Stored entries
════════
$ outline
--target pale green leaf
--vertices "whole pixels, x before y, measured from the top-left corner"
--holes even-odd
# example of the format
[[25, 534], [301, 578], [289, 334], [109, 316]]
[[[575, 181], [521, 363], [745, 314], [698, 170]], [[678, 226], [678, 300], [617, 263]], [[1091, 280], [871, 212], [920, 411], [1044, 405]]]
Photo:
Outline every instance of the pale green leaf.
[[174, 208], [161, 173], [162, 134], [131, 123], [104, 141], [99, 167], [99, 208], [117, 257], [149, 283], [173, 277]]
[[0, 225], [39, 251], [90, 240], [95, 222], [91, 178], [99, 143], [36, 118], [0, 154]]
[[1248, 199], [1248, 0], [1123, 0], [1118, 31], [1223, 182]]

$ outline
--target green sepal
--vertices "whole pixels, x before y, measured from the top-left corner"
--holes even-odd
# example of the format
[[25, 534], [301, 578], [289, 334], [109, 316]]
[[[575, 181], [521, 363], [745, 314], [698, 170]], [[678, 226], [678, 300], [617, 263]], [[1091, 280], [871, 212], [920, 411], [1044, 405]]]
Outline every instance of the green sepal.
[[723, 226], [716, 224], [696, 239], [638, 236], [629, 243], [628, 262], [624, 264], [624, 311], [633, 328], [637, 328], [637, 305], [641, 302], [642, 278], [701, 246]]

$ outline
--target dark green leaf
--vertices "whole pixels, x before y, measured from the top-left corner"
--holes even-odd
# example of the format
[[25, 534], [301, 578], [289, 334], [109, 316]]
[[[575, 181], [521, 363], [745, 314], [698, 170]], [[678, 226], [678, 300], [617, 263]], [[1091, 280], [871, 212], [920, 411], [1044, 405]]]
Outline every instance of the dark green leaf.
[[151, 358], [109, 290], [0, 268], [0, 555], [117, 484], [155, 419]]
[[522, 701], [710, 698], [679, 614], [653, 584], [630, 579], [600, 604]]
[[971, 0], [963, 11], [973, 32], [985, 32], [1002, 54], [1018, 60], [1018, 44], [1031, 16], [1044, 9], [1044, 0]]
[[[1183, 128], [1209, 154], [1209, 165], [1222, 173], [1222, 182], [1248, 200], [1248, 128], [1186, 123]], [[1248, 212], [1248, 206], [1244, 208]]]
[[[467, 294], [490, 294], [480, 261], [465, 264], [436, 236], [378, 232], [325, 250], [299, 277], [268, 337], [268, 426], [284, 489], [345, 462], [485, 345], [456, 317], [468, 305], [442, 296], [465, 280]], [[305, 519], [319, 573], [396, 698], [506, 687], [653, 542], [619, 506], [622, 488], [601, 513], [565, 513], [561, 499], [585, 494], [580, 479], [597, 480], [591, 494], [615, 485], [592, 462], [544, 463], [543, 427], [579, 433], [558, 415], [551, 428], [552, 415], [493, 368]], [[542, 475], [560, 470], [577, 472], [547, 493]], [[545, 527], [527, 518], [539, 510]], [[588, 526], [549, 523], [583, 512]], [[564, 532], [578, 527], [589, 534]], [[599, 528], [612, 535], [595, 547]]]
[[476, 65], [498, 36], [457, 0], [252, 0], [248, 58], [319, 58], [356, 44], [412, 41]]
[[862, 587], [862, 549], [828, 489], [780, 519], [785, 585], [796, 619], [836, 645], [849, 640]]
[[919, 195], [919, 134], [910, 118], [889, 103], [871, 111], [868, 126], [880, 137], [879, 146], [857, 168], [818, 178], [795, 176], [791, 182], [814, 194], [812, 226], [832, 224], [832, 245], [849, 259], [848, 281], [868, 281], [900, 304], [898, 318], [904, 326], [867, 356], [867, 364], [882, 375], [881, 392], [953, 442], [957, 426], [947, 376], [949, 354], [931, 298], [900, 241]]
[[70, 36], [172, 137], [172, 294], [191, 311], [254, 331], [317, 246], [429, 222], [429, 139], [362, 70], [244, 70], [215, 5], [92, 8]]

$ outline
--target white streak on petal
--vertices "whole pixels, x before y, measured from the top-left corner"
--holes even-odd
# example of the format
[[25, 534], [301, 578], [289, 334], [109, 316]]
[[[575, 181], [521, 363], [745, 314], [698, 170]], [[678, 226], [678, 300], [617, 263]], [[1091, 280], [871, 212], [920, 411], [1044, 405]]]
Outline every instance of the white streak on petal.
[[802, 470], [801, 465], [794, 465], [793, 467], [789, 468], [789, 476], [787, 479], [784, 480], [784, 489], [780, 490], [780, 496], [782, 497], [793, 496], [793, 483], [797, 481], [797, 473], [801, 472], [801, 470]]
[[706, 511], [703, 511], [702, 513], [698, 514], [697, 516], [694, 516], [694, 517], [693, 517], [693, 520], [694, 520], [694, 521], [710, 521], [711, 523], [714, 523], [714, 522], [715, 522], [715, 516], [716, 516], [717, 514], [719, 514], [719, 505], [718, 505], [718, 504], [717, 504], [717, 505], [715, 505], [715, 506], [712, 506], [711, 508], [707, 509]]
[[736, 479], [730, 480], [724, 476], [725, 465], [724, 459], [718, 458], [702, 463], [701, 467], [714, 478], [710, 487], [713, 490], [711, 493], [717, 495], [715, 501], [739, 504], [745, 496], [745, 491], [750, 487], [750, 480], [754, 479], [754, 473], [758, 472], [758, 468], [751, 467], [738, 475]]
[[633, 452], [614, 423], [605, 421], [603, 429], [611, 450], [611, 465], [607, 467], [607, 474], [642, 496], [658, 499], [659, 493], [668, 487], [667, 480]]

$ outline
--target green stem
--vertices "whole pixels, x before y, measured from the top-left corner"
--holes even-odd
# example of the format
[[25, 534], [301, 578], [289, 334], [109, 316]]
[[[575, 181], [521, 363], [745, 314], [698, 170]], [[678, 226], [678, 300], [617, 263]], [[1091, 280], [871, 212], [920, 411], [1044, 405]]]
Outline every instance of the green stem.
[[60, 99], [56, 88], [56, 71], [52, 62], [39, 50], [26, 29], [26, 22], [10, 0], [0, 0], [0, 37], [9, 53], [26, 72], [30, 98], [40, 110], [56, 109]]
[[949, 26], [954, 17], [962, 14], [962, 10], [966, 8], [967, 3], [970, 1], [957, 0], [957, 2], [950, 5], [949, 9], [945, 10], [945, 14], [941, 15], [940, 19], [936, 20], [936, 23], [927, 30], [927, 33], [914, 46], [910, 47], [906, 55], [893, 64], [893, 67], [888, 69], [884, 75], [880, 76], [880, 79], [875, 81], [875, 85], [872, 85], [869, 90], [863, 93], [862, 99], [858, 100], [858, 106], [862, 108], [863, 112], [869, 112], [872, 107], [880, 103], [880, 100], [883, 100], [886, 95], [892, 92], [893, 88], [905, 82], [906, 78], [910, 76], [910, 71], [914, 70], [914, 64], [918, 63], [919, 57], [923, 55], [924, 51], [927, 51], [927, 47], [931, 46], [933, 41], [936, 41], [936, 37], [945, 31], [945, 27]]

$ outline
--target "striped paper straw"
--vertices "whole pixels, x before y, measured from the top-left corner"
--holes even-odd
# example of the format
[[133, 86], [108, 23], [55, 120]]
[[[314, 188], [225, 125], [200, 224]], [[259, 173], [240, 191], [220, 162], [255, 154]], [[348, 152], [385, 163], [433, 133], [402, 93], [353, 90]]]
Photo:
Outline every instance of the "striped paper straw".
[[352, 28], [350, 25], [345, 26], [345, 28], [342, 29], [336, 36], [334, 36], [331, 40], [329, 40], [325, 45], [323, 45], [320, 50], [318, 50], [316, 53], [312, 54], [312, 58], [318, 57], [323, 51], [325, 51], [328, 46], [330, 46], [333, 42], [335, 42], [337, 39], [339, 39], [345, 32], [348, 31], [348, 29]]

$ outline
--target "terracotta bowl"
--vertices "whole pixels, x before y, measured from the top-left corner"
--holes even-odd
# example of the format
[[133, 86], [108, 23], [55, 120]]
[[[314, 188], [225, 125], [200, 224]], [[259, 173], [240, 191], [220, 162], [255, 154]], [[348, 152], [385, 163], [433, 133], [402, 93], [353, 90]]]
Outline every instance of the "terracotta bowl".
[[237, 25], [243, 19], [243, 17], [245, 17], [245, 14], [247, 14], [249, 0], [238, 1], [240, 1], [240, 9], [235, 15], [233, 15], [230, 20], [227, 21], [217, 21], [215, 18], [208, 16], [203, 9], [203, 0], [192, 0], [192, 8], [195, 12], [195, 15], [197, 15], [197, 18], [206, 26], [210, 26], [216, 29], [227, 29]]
════════
DESCRIPTION OF THE TASK:
Once you have found every line above holding the word "target", copy those lines.

ANSWER BOX:
--target pale green leaf
--target green sepal
--target dark green leaf
--target white streak on petal
--target green stem
--target "striped paper straw"
--target "terracotta bowl"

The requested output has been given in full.